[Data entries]

[Start of section]

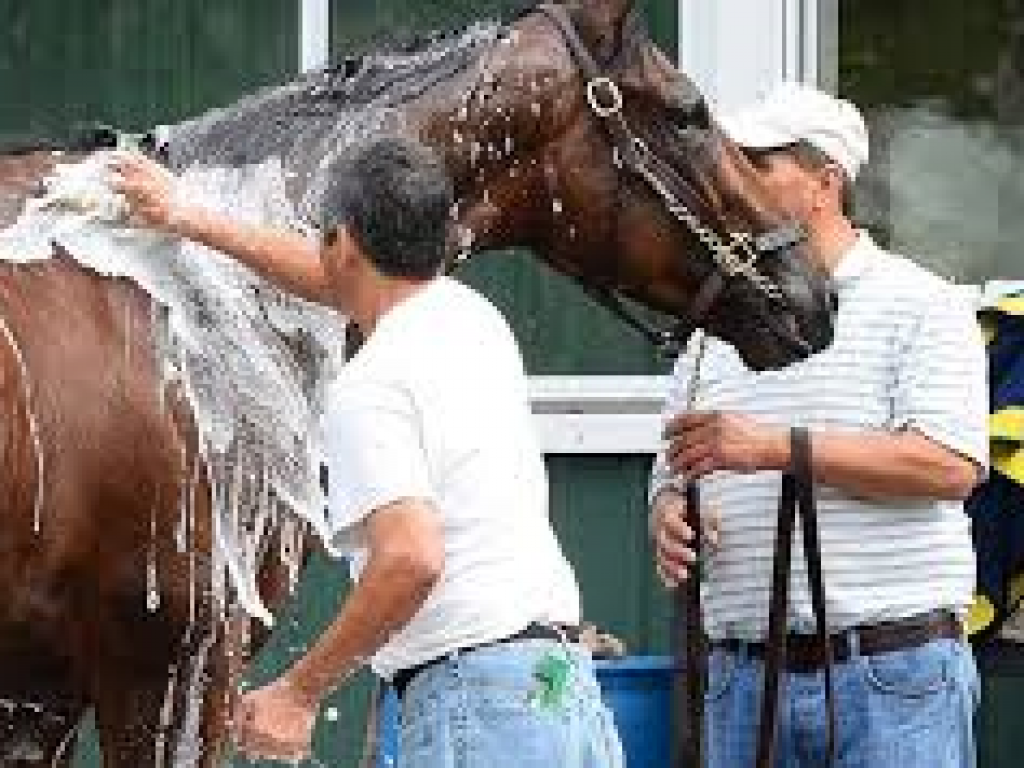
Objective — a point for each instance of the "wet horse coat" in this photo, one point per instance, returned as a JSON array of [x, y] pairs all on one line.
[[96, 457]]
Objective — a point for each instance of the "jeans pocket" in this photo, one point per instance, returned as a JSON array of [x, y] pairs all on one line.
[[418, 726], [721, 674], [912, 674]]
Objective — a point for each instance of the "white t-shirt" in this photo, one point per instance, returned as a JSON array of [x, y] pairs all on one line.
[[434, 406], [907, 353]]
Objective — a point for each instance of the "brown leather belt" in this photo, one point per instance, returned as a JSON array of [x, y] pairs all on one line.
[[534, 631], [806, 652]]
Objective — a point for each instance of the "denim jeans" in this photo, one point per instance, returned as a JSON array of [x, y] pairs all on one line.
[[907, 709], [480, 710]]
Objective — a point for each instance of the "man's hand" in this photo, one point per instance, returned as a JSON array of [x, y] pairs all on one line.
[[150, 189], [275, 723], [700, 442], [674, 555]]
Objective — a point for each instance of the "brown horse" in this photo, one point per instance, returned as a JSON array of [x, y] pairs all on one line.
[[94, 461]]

[End of section]

■ **Your objective**
Only the text of the records belongs in your answer, repeated exactly; the pictures stay out.

■ **Exercise answer**
Objective — a point for each instance of the "wet horse coat" in this photo, one point per instance, returned as a JSON array of [x, y] pairs all on one line.
[[96, 457]]
Objective — a point for each instance of the "jeans pocket" in this photo, one point per instance, returned as a JSON array of [x, y] pairs all on one line.
[[418, 726], [721, 674], [912, 674]]
Objective — a point for each instance of the "white t-shirt" in this photo, one point per instance, returned as a JSON array of [x, y] pairs all on one line.
[[434, 406], [907, 353]]
Objective — a point for each instance of the "brown leather belt" in this photo, one point per instance, returned as a JSON array of [x, y] pairs all on one line.
[[534, 631], [806, 652]]
Objective — a point for each instance of the "denim jeans" in this photo, one point per instance, returned as a JSON array of [x, y] pairs all on one line.
[[907, 709], [480, 710]]
Objective — a point for each instance of the "man's hand" in this photo, one point per instance, returned as a JSON array of [x, y] pairs all on one line.
[[150, 189], [275, 723], [700, 442], [674, 555]]
Objective — a point for each instance of the "brown horse" in this photo, one point per instance, returned as a JSON array of [x, y] pairs all on one line.
[[94, 461]]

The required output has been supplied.